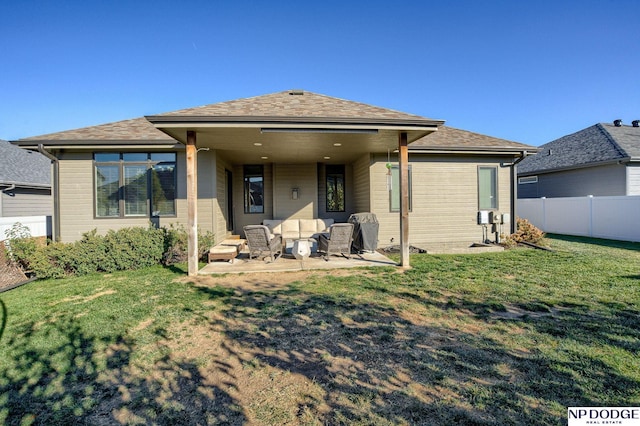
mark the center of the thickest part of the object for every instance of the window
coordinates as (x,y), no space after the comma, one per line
(528,179)
(394,191)
(335,188)
(129,184)
(487,188)
(253,189)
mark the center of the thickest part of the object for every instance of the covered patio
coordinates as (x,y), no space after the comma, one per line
(288,263)
(292,128)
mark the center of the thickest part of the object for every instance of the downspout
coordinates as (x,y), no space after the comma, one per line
(514,190)
(55,189)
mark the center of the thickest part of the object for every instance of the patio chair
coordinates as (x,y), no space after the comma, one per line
(338,241)
(260,240)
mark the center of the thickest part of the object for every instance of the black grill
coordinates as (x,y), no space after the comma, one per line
(365,231)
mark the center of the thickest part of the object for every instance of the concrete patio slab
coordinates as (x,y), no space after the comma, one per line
(242,264)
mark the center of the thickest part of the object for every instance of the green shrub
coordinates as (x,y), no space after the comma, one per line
(21,245)
(125,249)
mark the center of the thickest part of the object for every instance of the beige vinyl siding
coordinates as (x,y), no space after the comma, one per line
(220,204)
(361,194)
(76,182)
(633,179)
(444,200)
(303,177)
(26,202)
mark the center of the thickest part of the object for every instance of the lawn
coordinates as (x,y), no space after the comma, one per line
(496,338)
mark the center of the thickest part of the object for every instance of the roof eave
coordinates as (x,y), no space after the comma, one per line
(472,150)
(241,121)
(579,166)
(26,184)
(97,143)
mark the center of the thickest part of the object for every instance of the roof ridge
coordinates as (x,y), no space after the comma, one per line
(612,140)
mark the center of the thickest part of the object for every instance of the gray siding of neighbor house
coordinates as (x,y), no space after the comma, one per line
(444,200)
(633,179)
(608,180)
(26,202)
(76,182)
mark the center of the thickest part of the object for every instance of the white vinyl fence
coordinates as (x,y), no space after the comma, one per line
(39,226)
(614,218)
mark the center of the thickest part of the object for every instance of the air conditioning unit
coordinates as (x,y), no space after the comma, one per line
(494,217)
(483,217)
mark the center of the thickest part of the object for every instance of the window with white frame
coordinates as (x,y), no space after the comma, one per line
(133,184)
(487,188)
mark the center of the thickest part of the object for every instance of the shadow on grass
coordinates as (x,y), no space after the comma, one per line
(627,245)
(60,375)
(378,367)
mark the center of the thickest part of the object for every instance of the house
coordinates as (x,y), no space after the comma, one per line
(291,154)
(25,183)
(601,160)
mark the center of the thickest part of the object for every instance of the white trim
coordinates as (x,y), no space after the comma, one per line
(527,179)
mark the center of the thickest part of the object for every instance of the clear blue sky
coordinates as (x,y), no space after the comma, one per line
(526,71)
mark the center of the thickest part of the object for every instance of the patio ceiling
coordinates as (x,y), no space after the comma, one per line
(293,145)
(293,126)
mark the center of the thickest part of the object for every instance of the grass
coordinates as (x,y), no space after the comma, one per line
(499,338)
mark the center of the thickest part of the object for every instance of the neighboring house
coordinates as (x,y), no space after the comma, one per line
(25,183)
(601,160)
(292,154)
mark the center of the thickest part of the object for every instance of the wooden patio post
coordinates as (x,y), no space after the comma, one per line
(192,203)
(404,199)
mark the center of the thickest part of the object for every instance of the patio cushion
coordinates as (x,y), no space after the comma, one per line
(323,225)
(308,227)
(293,229)
(274,225)
(223,250)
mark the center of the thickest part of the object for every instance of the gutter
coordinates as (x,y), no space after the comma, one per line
(9,188)
(55,189)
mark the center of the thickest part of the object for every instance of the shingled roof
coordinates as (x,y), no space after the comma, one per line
(598,144)
(292,105)
(137,129)
(450,138)
(23,168)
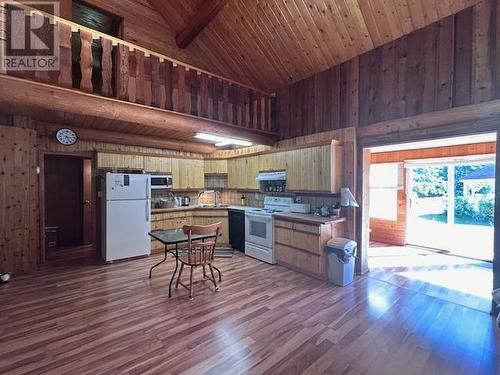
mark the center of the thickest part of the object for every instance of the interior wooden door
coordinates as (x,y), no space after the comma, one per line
(87,230)
(19,200)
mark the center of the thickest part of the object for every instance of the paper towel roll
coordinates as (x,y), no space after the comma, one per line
(347,199)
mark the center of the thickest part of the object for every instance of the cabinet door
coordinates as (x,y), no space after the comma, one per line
(251,170)
(188,174)
(296,173)
(234,173)
(157,164)
(309,169)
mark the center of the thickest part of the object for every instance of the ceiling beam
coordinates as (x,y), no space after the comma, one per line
(128,139)
(204,13)
(20,92)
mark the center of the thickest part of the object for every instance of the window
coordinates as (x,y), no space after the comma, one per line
(385,179)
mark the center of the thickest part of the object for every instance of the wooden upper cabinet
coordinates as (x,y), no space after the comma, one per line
(314,169)
(119,161)
(188,174)
(242,172)
(154,164)
(216,166)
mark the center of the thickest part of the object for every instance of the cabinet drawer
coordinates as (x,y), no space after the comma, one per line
(313,229)
(301,261)
(210,213)
(304,241)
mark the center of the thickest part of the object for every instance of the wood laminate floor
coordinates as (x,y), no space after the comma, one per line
(111,319)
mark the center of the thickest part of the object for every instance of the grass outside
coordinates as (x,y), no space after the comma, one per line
(442,218)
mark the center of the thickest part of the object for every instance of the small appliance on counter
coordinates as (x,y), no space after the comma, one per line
(259,228)
(185,201)
(274,182)
(126,216)
(300,208)
(168,201)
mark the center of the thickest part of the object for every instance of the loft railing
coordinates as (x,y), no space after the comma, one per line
(93,62)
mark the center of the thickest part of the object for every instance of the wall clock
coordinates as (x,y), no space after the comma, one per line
(66,137)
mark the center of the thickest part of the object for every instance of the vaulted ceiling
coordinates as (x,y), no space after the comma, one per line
(271,43)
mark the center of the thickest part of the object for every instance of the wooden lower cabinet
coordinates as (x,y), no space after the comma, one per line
(119,161)
(188,174)
(174,220)
(301,246)
(213,166)
(206,217)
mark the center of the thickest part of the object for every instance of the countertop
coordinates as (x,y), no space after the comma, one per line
(193,208)
(309,218)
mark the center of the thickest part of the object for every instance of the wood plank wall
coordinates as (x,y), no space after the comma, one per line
(394,231)
(451,63)
(19,200)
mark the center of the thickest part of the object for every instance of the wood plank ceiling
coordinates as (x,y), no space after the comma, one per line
(272,43)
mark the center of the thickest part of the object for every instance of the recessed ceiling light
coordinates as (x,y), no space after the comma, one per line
(221,141)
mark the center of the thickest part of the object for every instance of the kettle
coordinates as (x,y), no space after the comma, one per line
(185,201)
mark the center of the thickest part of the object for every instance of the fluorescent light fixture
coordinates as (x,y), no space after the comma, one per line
(222,141)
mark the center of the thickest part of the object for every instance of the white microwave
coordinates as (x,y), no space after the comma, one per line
(161,182)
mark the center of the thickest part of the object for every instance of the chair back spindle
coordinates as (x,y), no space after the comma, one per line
(201,252)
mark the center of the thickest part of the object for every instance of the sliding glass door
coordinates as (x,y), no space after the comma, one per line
(451,207)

━━━━━━━━━━━━━━━━

Write out the material above precisely, leaving each picture behind.

mark the center of the thickest part of the object for every instance of the window
coordinates as (x,y), no space after the comma, one per line
(528,179)
(394,191)
(335,188)
(129,184)
(487,188)
(253,189)
mark the center of the thickest part of the object for every instance of the covered patio
coordinates as (x,y), no space after the comma, one per line
(288,263)
(292,128)
mark the center of the thickest part of the object for every instance of the downspout
coordinates as (x,y), no space after the comma, one per line
(514,190)
(55,189)
mark the center of the thickest part of the object for every instance of the patio chair
coordinates as (x,y), no space after the comma, one per line
(338,241)
(260,240)
mark the center of the thickest part of the object for every instance of the black grill
coordinates as (x,y), no space after the comma, one per line
(365,231)
mark the center of the thickest part of the object for every instance of the concrete patio slab
coordinates as (x,y), no space after the comma, one per line
(242,264)
mark the center of the thickest part of the object for every instance of the green shrub
coordinates as (x,y), no space after the comma, one per line
(21,245)
(125,249)
mark the center of the thickest part of the object for every instance of the beige vinyl siding
coordinates as (x,y), no space after the comma, one per line
(220,204)
(361,194)
(76,182)
(633,179)
(444,200)
(303,177)
(26,202)
mark the center of the thickest part of the object for every instance of the lawn
coordinates as (x,y), no space after the comma, one per line
(496,338)
mark the center of the thickest part of the object for every instance of the roof eave
coordinates as (x,y), no space after the comma, one per line
(472,150)
(241,121)
(579,166)
(26,184)
(97,143)
mark the center of the thickest part of the object for every instance of the roof ridge
coordinates as (x,y), no space after the comma, one per line
(612,140)
mark the center of the thickest part of the object for every instance of the gray siding of neighbor house
coordinates as (x,y), no space after the comma, one per line
(444,200)
(633,179)
(608,180)
(26,202)
(76,182)
mark the center of the thickest part of the object for every instance of the white vinyl fence
coordinates as (x,y), no space after the comma, one per line
(39,226)
(614,218)
mark the center of the thickest part of the object for every instance of the air conditioning unit
coordinates as (x,y), no space after the comma, one per line
(494,217)
(483,217)
mark the center of the thickest part of the object for every instance of the window with white frame
coordinates as (x,y), no space after the comma, one per line
(133,184)
(487,188)
mark the center of the thickest part of the object for every instance of the shadow on grass
coordinates as (x,y), no space after the comma, one per line
(627,245)
(60,375)
(378,367)
mark the center of the thickest part of the object for every instance of the house
coordinates as (x,y), no space after the comma, one per line
(291,154)
(25,183)
(601,160)
mark the center of the thickest part of the object for every instance of the white trim
coordinates as (x,y), no space after the comma, one per line
(527,179)
mark the center of the thickest part of the object for every instance of the clear blue sky
coordinates as (x,y), no space after the comma, one per line
(526,71)
mark the center of the thickest part of the object for every instance of the patio ceiling
coordinates as (x,y), no space after the comma, one per line
(293,145)
(293,126)
mark the center of the thickest part of the object for every instance of the grass
coordinates as (x,y), no space after the comma, one per line
(499,338)
mark the center of the thickest part of the object for every instance of the neighboring house
coordinates as (x,y), no space after the comma, one per line
(25,183)
(601,160)
(292,154)
mark the center of the thickest part of the object for every instance of the wooden patio post
coordinates as (x,y), no space after the comma, one per line
(192,203)
(404,199)
mark the center of the thickest part of the object for every instance of the patio cushion
coordinates as (x,y), no space after the comma, one per line
(323,225)
(308,227)
(293,229)
(274,225)
(223,250)
mark the center of the thickest part of the object for every instance of the gutter
coordinates as (x,y), no space after the comma, one per line
(9,188)
(55,189)
mark the center of the thickest part of the object for every instance of the shingled roof
coordinates as (x,y), no space after the comma, one per line
(598,144)
(292,105)
(137,129)
(450,138)
(23,168)
mark the center of the thickest part of the object for every instance of the interior wooden door
coordinates as (x,y), no space after the comma, one per line
(87,230)
(19,200)
mark the center of the thickest part of the object for every instance of the paper towel roll
coordinates as (x,y), no space after the comma, one per line
(347,199)
mark the center of the thickest part of the object for every instance of the cabinet door
coordinates as (x,y), no space after the comma, one per line
(251,170)
(188,174)
(296,173)
(234,173)
(157,164)
(309,169)
mark the center of the thickest part of the object for every instance of the ceiling beam
coordinates as (x,y), no space after the comma, one per line
(128,139)
(204,13)
(20,92)
mark the center of the thickest part of the object for every instance of the window
coordinates as (x,y), no space after the comma, one per line
(385,179)
mark the center of the thickest part of the object for every instance of the wooden upper cabinet
coordinates as (x,y), no space after the comma, one per line
(314,169)
(119,161)
(188,174)
(242,172)
(154,164)
(216,166)
mark the center of the thickest part of the object for every instance of the cabinet drawer
coordinates as (x,y), no space after the comma, one per line
(313,229)
(301,261)
(210,213)
(304,241)
mark the center of the thickest part of the object for every instance of the wood laminate floor
coordinates as (x,y), no space after the comma, one per line
(111,319)
mark the center of the thickest part of the object for every instance of the grass outside
coordinates as (x,y), no space after the comma, one per line
(442,218)
mark the center of the thickest part of the object for every instance of the small appliance on counter
coordinates as (x,y), no space after the comma, one per line
(259,228)
(185,201)
(274,182)
(126,216)
(300,208)
(168,201)
mark the center of the thickest part of the object for every instance of the loft railing
coordinates as (x,y), no space after the comma, one per line
(93,62)
mark the center of the thickest part of the object for every instance of the wall clock
coordinates as (x,y), no space after the comma, one per line
(66,137)
mark the center of the thickest part of the object for every instance of the vaulted ceiling
coordinates as (x,y), no space after the comma, one per line
(271,43)
mark the center of the thickest part of the object for every instance of the wooden lower cabinet
coordinates as (x,y), no space after the comma, one per line
(119,161)
(188,174)
(174,220)
(301,246)
(213,166)
(206,217)
mark the center of the thickest part of the object for every instance of the countertop
coordinates as (x,y), no space after the comma, one per line
(193,208)
(309,218)
mark the center of the thickest part of the object for every instance of the wood plank wall
coordinates as (x,y), no space after the comma, one per line
(394,231)
(451,63)
(19,200)
mark the center of the thickest part of the object for every instance of the wood plank ceiling
coordinates as (x,y), no space after the comma, one per line
(272,43)
mark the center of the thickest part of the object for every instance of the recessed ceiling light
coordinates as (x,y), no space after the comma, one per line
(221,141)
mark the center of the thickest part of the object for every instance of the kettle
coordinates as (x,y), no space after the comma, one per line
(185,201)
mark the center of the thickest part of the object for every instance of the fluorescent light fixture
coordinates as (x,y), no space after the comma, one per line
(222,141)
mark the center of the thickest part of the object for every instance of the white microwave
coordinates as (x,y), no space after the comma, one per line
(161,182)
mark the center of the thickest part of the object for every instance of the chair back spindle
coordinates as (x,y), no space after the comma, one per line
(201,252)
mark the center of the thickest part of the object for every instance of the sliding glass door
coordinates as (x,y), no space after the comma, one per line
(451,207)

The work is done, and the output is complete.